*Page excerpt*
-- -- --

Saturday, August 8, 2020

Hacking the Virtual Hackerthon

Greeting from the Virtual Hackathon on Fighting Pandemics. This is organized by the Australian National University Humanitarian Innovation Society (ANU HISoc), with the Clinton Global Initiative University and IBM. We have had an introduction from the organizers at HISoc, and a design thinking workshop from IBM. I will be talking about better logistics at 2:15pm. The opening sessions used Remo Conference, and I am impressed that the organizers have been able to get it to work so well, but Remo needs improvements to be usable for education.

Remo Conference

Remo Conference
Remo Conference

Remo Conference (Version: 2.13.5) takes the "conference" part of video conferencing more literally than other products, with an interface which looks like a conference room floor plan. Participants can be pre-allocated to tables, with a tiny picture of them, labeled with their initials, around the table as if seated. Spare space at the table is indicated by empty chairs. Those at a table can see and hear each other with the video windows appearing at the top of the screen. Participants can move tables by double clicking on another. Some tables may be reserved for MCs and a help desk. The MC can call all participants to a presentation, at which point the table conversations shut down and a large window opens for the presenter. When in presentation mode Remo Conference looks much like any other webinar product, with a presentation window, chat, Q&A and Raise-Hand functions.

-- -- --

*Entries supplied*
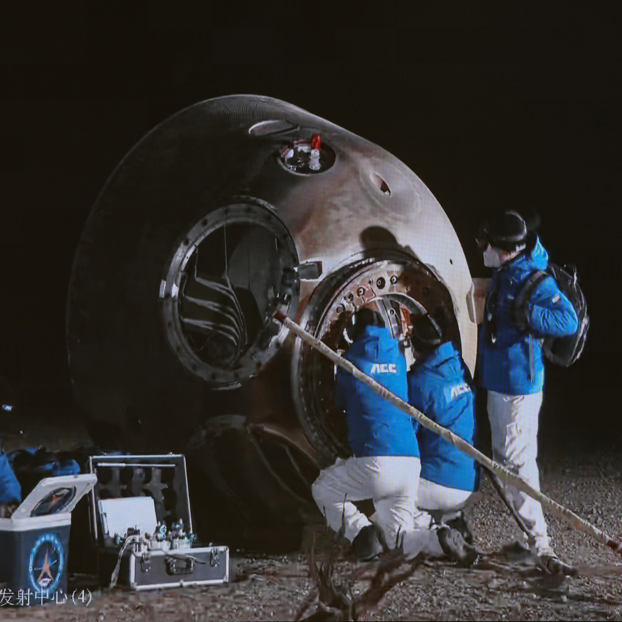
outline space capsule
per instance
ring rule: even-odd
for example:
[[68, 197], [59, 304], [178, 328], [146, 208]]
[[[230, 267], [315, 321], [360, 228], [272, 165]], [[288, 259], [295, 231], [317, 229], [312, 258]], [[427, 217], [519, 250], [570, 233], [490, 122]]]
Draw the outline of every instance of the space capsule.
[[380, 147], [290, 104], [235, 95], [147, 134], [97, 198], [77, 249], [67, 338], [93, 440], [188, 460], [200, 535], [294, 542], [310, 484], [348, 453], [334, 366], [363, 305], [407, 358], [433, 314], [473, 371], [474, 291], [421, 180]]

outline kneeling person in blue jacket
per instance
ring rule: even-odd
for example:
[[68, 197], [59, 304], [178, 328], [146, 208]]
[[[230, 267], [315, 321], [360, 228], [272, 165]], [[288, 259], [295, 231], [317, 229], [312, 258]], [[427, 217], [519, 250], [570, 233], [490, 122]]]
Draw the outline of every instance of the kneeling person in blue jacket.
[[[361, 309], [350, 336], [353, 343], [345, 358], [407, 400], [406, 360], [382, 316]], [[415, 528], [420, 463], [412, 418], [341, 368], [335, 376], [335, 402], [346, 412], [352, 456], [338, 458], [313, 484], [313, 498], [328, 525], [338, 531], [343, 516], [345, 537], [361, 559], [373, 559], [388, 544], [394, 546], [399, 534], [407, 556], [446, 553], [472, 564], [476, 552], [455, 530]], [[367, 499], [374, 503], [377, 524], [352, 503]]]
[[[416, 322], [411, 337], [418, 356], [408, 373], [408, 401], [429, 419], [464, 439], [475, 442], [473, 379], [454, 343], [447, 341], [429, 315]], [[464, 452], [422, 426], [417, 439], [421, 456], [417, 506], [430, 514], [417, 522], [429, 523], [430, 514], [456, 527], [472, 541], [462, 510], [475, 503], [480, 483], [479, 465]]]

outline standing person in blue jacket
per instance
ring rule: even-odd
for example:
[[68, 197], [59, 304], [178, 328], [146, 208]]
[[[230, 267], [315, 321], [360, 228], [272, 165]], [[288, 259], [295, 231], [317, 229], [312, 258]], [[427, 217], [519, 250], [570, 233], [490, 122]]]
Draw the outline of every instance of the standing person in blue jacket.
[[21, 500], [21, 486], [0, 442], [0, 518], [8, 518]]
[[[407, 400], [406, 360], [382, 316], [369, 309], [360, 310], [350, 337], [353, 343], [345, 358]], [[394, 546], [399, 534], [408, 557], [446, 553], [462, 564], [472, 564], [476, 552], [455, 530], [415, 528], [420, 463], [411, 417], [341, 368], [335, 376], [335, 402], [345, 411], [353, 455], [322, 470], [312, 491], [335, 531], [343, 516], [344, 536], [352, 543], [353, 554], [363, 560], [373, 559], [388, 544]], [[378, 525], [352, 503], [366, 499], [374, 503]]]
[[[408, 401], [433, 421], [475, 444], [473, 379], [455, 345], [444, 338], [430, 316], [415, 322], [411, 337], [417, 354], [408, 373]], [[472, 542], [462, 510], [477, 498], [479, 465], [426, 428], [417, 433], [421, 454], [417, 505]], [[424, 514], [422, 518], [427, 516]]]
[[[549, 256], [535, 231], [516, 211], [496, 215], [480, 233], [484, 264], [494, 269], [486, 300], [480, 341], [480, 381], [488, 391], [493, 457], [537, 490], [538, 415], [542, 402], [544, 364], [542, 340], [577, 330], [577, 314], [553, 278], [545, 279], [528, 303], [527, 330], [520, 328], [513, 302]], [[550, 569], [565, 572], [553, 550], [539, 502], [513, 486], [506, 493], [534, 536], [532, 552]], [[522, 532], [514, 548], [526, 550]]]

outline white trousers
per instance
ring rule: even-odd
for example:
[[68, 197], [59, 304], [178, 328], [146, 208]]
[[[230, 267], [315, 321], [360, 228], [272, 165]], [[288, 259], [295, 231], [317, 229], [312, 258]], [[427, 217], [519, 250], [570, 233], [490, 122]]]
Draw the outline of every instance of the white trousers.
[[415, 528], [417, 491], [421, 463], [406, 456], [368, 456], [338, 458], [322, 471], [312, 492], [318, 507], [335, 531], [345, 523], [345, 537], [351, 542], [364, 527], [371, 524], [352, 501], [371, 499], [375, 521], [384, 532], [389, 547], [398, 533], [404, 537], [404, 551], [411, 558], [419, 553], [442, 556], [435, 531]]
[[448, 521], [460, 510], [474, 504], [481, 496], [478, 492], [442, 486], [421, 478], [419, 479], [417, 504], [422, 511], [420, 513], [418, 519], [415, 516], [415, 524], [424, 526], [426, 517], [430, 514], [440, 522]]
[[[536, 490], [540, 490], [538, 453], [538, 415], [542, 394], [504, 395], [488, 391], [488, 411], [492, 433], [493, 458], [522, 477]], [[509, 502], [536, 539], [537, 555], [552, 553], [546, 521], [539, 501], [519, 492], [514, 486], [505, 488]], [[519, 541], [526, 537], [517, 526]]]

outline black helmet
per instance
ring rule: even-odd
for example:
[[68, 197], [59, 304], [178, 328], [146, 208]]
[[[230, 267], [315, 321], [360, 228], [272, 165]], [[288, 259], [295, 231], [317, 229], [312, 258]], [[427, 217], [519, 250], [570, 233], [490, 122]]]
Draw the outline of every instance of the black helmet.
[[384, 328], [384, 320], [378, 311], [363, 307], [352, 317], [352, 323], [348, 327], [348, 337], [351, 341], [358, 339], [368, 326]]
[[525, 244], [527, 224], [517, 211], [508, 210], [495, 214], [480, 228], [478, 241], [480, 248], [488, 245], [512, 253]]
[[443, 331], [431, 316], [424, 315], [415, 320], [412, 327], [411, 341], [417, 352], [434, 350], [443, 343]]

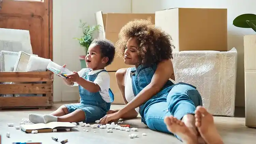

-- -- --

*Problems to solve*
[A] Edit the hackathon post's Remo Conference passage, starting at "Remo Conference (Version: 2.13.5)" and ending at "and Raise-Hand functions.", so that "empty chairs" reads "vacant seats" instead.
[B] According to the hackathon post, how does a participant move to a different table in Remo Conference?
The records have no connection to the text about the virtual hackathon.

*Answers for this exercise*
[A]
Remo Conference (Version: 2.13.5) takes the "conference" part of video conferencing more literally than other products, with an interface which looks like a conference room floor plan. Participants can be pre-allocated to tables, with a tiny picture of them, labeled with their initials, around the table as if seated. Spare space at the table is indicated by vacant seats. Those at a table can see and hear each other with the video windows appearing at the top of the screen. Participants can move tables by double clicking on another. Some tables may be reserved for MCs and a help desk. The MC can call all participants to a presentation, at which point the table conversations shut down and a large window opens for the presenter. When in presentation mode Remo Conference looks much like any other webinar product, with a presentation window, chat, Q&A and Raise-Hand functions.

[B] By double clicking on another table.